Set down, word for word, every line of the listing below, starting with the one that contains "Could you please locate the string" and ending with the final line. Include nothing else.

○ ○ ○

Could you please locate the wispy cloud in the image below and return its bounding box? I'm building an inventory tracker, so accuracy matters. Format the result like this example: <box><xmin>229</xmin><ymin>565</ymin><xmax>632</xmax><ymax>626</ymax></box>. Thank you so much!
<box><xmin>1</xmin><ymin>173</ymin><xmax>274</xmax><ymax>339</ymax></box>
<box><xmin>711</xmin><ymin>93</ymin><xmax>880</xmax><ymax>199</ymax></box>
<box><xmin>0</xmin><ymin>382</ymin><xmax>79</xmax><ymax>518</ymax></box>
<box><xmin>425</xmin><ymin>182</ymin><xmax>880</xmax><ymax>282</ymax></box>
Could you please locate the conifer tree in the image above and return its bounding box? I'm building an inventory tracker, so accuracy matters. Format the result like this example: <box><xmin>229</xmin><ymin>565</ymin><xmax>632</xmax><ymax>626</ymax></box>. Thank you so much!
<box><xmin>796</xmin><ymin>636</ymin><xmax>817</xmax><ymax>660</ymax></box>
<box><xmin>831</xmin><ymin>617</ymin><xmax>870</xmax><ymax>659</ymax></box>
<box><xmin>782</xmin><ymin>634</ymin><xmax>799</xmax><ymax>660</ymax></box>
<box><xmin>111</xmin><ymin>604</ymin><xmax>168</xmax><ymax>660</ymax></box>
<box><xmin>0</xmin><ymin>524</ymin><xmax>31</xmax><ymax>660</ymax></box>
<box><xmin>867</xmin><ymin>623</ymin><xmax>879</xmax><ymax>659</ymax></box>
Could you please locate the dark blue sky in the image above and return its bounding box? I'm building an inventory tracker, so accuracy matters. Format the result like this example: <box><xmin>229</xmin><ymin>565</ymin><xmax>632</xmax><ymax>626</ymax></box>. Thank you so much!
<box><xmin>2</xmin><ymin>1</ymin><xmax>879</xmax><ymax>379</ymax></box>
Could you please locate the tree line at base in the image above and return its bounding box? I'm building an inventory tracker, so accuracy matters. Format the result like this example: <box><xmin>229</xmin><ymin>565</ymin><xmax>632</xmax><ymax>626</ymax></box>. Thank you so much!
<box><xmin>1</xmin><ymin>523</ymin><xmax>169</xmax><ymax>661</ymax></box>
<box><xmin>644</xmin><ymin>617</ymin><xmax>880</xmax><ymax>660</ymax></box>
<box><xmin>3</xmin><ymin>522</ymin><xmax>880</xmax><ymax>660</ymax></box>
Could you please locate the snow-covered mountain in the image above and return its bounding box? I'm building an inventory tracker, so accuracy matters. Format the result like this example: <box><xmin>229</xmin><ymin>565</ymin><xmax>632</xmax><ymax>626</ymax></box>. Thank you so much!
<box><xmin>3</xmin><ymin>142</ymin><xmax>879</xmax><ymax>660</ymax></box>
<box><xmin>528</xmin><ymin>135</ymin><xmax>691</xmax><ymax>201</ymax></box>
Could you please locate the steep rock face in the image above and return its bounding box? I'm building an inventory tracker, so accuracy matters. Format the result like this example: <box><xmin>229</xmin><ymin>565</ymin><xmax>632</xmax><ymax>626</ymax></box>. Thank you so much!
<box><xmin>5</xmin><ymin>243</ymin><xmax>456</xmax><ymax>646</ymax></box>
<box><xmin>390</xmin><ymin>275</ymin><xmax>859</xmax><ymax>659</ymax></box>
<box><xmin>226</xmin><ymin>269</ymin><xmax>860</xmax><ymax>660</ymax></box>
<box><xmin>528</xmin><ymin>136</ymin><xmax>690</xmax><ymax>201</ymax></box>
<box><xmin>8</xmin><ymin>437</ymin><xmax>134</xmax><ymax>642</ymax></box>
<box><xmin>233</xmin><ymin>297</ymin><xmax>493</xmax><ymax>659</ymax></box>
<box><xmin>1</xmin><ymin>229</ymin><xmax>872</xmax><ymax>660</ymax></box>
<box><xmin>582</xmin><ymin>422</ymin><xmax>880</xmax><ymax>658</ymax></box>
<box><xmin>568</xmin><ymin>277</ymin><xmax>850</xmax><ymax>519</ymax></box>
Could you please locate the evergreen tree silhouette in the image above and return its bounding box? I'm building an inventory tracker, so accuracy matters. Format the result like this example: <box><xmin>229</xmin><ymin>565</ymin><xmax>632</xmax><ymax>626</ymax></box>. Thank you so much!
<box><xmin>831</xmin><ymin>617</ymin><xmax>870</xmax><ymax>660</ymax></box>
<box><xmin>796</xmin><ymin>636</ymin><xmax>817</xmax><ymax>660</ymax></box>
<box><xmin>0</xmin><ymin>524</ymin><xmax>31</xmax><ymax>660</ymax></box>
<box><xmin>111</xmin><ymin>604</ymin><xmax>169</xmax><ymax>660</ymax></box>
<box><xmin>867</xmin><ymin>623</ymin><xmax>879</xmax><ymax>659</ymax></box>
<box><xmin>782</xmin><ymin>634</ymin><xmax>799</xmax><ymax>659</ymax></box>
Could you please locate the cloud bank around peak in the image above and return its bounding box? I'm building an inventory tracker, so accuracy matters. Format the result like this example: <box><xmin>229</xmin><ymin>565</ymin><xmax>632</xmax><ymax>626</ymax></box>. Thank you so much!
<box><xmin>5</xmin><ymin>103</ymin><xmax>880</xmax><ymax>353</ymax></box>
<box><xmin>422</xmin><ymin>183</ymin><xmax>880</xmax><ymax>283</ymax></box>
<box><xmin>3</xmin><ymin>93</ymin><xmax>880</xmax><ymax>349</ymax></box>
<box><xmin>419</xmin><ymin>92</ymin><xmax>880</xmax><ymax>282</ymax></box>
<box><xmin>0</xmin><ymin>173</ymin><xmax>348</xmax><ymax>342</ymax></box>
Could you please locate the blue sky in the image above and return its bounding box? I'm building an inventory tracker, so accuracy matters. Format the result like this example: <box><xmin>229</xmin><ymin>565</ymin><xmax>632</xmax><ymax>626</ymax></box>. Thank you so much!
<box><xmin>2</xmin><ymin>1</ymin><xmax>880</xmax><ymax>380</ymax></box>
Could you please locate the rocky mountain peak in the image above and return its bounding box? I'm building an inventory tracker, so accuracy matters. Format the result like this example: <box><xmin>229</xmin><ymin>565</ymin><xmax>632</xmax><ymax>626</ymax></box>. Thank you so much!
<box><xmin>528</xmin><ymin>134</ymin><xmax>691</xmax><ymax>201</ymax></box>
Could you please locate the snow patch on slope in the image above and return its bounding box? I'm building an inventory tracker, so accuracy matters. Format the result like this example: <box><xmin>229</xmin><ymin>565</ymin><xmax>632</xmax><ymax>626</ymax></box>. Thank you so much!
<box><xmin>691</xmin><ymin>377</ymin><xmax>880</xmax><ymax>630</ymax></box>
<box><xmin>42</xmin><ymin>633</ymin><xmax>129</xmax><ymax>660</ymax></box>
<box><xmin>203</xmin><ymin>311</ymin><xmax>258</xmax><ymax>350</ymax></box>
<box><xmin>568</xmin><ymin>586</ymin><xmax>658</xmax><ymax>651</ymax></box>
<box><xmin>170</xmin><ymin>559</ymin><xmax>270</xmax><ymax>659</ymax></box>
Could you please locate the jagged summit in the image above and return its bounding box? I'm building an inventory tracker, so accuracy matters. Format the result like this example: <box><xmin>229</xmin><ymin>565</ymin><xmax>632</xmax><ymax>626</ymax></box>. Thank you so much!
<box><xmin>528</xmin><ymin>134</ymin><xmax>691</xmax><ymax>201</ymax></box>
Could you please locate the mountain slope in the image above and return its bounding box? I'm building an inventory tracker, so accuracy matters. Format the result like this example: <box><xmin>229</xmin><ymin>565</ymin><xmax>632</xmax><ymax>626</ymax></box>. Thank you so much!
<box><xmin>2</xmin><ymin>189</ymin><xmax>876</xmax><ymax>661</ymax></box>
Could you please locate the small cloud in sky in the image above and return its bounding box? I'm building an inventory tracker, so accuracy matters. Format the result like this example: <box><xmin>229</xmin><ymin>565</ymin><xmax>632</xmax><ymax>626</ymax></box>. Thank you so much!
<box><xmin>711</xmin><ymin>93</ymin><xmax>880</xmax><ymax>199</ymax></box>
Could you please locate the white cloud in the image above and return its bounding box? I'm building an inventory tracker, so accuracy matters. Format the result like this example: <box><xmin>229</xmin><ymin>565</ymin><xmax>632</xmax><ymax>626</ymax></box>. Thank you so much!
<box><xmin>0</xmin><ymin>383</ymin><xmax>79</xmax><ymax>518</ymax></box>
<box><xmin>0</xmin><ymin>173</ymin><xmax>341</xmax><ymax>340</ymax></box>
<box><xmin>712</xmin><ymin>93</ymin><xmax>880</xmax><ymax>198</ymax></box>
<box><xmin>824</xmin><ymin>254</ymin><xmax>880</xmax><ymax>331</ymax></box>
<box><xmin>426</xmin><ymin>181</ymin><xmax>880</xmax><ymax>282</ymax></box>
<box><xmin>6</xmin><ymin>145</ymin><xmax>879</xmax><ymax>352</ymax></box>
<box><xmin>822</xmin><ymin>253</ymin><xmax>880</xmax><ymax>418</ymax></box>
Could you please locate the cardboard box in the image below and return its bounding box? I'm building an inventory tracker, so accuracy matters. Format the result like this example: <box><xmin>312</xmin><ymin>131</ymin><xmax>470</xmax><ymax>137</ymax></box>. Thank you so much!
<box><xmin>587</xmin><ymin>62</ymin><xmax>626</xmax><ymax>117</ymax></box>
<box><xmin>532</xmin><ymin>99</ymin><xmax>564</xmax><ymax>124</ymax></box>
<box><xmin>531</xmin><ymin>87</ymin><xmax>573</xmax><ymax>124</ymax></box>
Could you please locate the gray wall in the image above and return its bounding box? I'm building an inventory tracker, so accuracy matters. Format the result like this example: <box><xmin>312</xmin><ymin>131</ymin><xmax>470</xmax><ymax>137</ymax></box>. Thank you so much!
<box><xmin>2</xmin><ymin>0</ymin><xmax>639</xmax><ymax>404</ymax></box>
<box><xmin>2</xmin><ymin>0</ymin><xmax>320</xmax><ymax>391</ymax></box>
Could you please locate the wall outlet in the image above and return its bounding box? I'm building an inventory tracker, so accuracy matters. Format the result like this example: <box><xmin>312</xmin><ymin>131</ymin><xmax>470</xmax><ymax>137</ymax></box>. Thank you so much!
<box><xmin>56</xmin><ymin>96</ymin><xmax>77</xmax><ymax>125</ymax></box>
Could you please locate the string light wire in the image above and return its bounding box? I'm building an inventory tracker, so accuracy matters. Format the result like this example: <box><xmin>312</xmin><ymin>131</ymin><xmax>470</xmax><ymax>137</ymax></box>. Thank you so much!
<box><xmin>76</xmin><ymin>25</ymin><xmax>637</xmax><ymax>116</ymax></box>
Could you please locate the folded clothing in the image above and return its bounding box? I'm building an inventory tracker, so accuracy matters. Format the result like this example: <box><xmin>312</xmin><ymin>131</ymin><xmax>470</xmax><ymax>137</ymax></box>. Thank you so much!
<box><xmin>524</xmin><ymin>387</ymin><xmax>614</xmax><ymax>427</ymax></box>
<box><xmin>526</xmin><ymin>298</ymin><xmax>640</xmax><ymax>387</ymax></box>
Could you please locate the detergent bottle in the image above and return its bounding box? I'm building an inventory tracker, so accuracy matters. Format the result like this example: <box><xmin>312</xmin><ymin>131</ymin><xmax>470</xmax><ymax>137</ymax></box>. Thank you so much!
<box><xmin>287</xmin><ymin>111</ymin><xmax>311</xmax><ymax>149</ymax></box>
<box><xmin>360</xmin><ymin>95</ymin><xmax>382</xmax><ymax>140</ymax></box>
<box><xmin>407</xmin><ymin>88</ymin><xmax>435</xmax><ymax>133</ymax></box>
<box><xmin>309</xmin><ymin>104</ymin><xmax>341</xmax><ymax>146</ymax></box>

○ ○ ○

**Exercise answer:**
Could you please locate the string light wire in the image above and return its bounding box? I'm building an inventory tracker, so accuracy matters. Format the result like this example: <box><xmin>312</xmin><ymin>131</ymin><xmax>470</xmax><ymax>137</ymax></box>. Thank you so much!
<box><xmin>76</xmin><ymin>25</ymin><xmax>637</xmax><ymax>116</ymax></box>
Could you please locate the folded clothing in the image above and return its bounding box? I'm building an inventory tracker, so accuracy matters. Format the result like this example: <box><xmin>312</xmin><ymin>131</ymin><xmax>470</xmax><ymax>137</ymax></box>. Thank you so much!
<box><xmin>524</xmin><ymin>387</ymin><xmax>614</xmax><ymax>427</ymax></box>
<box><xmin>526</xmin><ymin>298</ymin><xmax>640</xmax><ymax>387</ymax></box>
Could you please locate the detergent bottle in the image above and return its bounding box? I'm building an inventory tracker, so accuracy matters. Format the result like this example: <box><xmin>312</xmin><ymin>131</ymin><xmax>470</xmax><ymax>137</ymax></box>. Thank you so much!
<box><xmin>287</xmin><ymin>111</ymin><xmax>311</xmax><ymax>149</ymax></box>
<box><xmin>360</xmin><ymin>95</ymin><xmax>382</xmax><ymax>140</ymax></box>
<box><xmin>407</xmin><ymin>88</ymin><xmax>435</xmax><ymax>133</ymax></box>
<box><xmin>309</xmin><ymin>104</ymin><xmax>341</xmax><ymax>146</ymax></box>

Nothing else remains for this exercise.